*** EXCERPTED RECORDS
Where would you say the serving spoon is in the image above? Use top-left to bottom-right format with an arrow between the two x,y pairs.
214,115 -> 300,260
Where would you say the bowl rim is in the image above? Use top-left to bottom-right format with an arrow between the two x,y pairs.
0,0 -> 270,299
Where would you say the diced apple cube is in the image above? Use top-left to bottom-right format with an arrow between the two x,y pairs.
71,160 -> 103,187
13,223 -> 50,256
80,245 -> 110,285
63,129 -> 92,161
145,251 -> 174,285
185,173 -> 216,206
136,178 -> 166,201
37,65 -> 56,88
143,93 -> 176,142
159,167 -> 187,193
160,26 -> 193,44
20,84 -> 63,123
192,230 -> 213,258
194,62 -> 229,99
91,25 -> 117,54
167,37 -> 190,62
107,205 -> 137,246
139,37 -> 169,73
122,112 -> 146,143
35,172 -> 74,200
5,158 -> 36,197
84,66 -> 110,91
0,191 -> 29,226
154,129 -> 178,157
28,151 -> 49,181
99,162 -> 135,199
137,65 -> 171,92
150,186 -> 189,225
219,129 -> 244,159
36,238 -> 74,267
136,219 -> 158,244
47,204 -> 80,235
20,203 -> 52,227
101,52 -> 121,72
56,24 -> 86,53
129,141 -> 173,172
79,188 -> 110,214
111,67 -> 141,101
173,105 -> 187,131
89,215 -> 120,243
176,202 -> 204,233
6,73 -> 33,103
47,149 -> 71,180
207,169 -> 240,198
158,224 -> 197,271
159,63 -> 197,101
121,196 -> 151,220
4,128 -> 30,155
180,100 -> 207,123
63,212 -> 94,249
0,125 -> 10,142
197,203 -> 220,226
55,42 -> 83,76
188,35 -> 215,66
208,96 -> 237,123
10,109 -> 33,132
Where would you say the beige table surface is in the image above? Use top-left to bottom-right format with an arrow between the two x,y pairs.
******
**AIM OF THE EXERCISE:**
Transcribe the records. Keep every word exactly as it stands.

**FINISHED TASK:**
Where would you say the serving spoon is in the image above? Use top-left to bottom-right format with an arrow between the two x,y pairs.
214,115 -> 300,260
Where would you say the bowl rim is in the image above? Use top-left to bottom-right format with an arrow between the two x,y pairs.
0,0 -> 270,299
Where would you say the diced apple cube is in the image above? Use top-left to bottom-right format with an arrow between the two x,y pairs.
71,160 -> 103,187
13,223 -> 50,256
80,245 -> 110,285
63,129 -> 92,161
145,251 -> 174,285
185,173 -> 216,206
136,178 -> 166,201
37,65 -> 56,88
143,93 -> 176,142
159,167 -> 187,193
160,26 -> 193,44
20,84 -> 63,123
192,230 -> 213,258
194,62 -> 229,99
91,25 -> 117,54
167,37 -> 190,62
107,205 -> 137,246
139,37 -> 169,73
122,112 -> 146,143
35,172 -> 74,200
5,158 -> 36,197
84,66 -> 110,91
0,191 -> 29,226
154,129 -> 178,157
28,151 -> 49,181
99,162 -> 135,199
137,65 -> 171,92
150,186 -> 189,225
219,129 -> 244,159
36,238 -> 74,267
136,219 -> 158,244
47,204 -> 80,235
20,203 -> 52,227
101,52 -> 121,72
56,24 -> 86,53
129,141 -> 173,172
79,188 -> 110,214
111,67 -> 141,101
173,105 -> 187,131
89,215 -> 120,243
176,202 -> 204,233
6,73 -> 33,103
47,149 -> 71,180
207,169 -> 240,198
158,224 -> 197,271
159,63 -> 197,101
121,196 -> 151,220
4,128 -> 30,155
180,100 -> 207,123
63,212 -> 94,249
0,125 -> 10,142
197,203 -> 220,226
55,42 -> 83,76
188,35 -> 215,66
208,96 -> 237,123
10,109 -> 33,132
Where would you say the beige table surface is in the image above? Use top-left to bottom-right format with an arrow between the two x,y pairs.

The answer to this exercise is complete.